TASK OBJECTIVE =
Go to the line holding "# put a marker on the pink" in the entries below and write out exactly every line down to and including the line holding "# put a marker on the dark".

(Beginning of RECORD EXCERPTS)

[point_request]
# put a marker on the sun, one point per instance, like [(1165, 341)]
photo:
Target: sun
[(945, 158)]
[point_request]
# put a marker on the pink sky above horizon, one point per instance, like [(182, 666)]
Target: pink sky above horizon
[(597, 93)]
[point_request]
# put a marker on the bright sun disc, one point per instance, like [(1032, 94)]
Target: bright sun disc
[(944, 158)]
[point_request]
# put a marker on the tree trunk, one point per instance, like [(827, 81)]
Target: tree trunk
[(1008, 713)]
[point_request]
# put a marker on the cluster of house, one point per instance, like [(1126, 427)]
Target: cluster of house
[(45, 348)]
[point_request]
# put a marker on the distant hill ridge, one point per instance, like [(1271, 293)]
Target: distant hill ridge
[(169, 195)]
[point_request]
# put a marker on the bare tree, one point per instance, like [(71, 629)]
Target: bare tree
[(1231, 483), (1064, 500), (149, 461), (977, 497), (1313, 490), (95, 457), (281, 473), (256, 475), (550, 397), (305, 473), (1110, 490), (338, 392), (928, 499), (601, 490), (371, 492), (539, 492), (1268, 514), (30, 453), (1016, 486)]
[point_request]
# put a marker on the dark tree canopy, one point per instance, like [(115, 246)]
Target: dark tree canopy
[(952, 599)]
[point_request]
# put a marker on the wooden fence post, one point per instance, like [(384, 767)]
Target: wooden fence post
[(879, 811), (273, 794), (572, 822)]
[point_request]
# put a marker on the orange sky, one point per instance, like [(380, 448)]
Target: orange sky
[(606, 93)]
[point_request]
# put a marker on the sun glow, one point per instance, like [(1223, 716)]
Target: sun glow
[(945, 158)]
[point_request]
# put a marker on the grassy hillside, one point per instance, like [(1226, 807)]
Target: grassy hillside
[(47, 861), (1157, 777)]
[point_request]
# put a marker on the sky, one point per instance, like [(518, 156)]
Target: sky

(End of RECORD EXCERPTS)

SOLUTION =
# put a marker on the pink sky above horizon, one point per instance, like [(182, 666)]
Target: pink sky above horizon
[(597, 93)]
[point_request]
# put a marker on the bright sun disc, one point per instance, like [(1032, 94)]
Target: bright sun disc
[(944, 158)]
[point_request]
# put a marker on the tree trunk, one point per instance, like [(827, 81)]
Target: tree trunk
[(1008, 713)]
[point_request]
# put a marker on the cluster of house, one point per instance, like [(1126, 427)]
Target: cluster of house
[(45, 348)]
[point_request]
# put a marker on the distant hill ridge, one point per instance, like [(1271, 293)]
Target: distant hill ridge
[(169, 195)]
[point_request]
# put a marker on the bare tree, one point per instance, like [(71, 629)]
Target: bare tree
[(1231, 483), (1064, 500), (149, 461), (977, 497), (1313, 490), (95, 457), (281, 473), (256, 475), (550, 397), (305, 473), (1110, 490), (338, 392), (928, 499), (601, 490), (371, 492), (539, 492), (1268, 514), (30, 453), (1016, 486)]
[point_request]
# put a marker on the dark tree canopy, one point per instance, like [(115, 246)]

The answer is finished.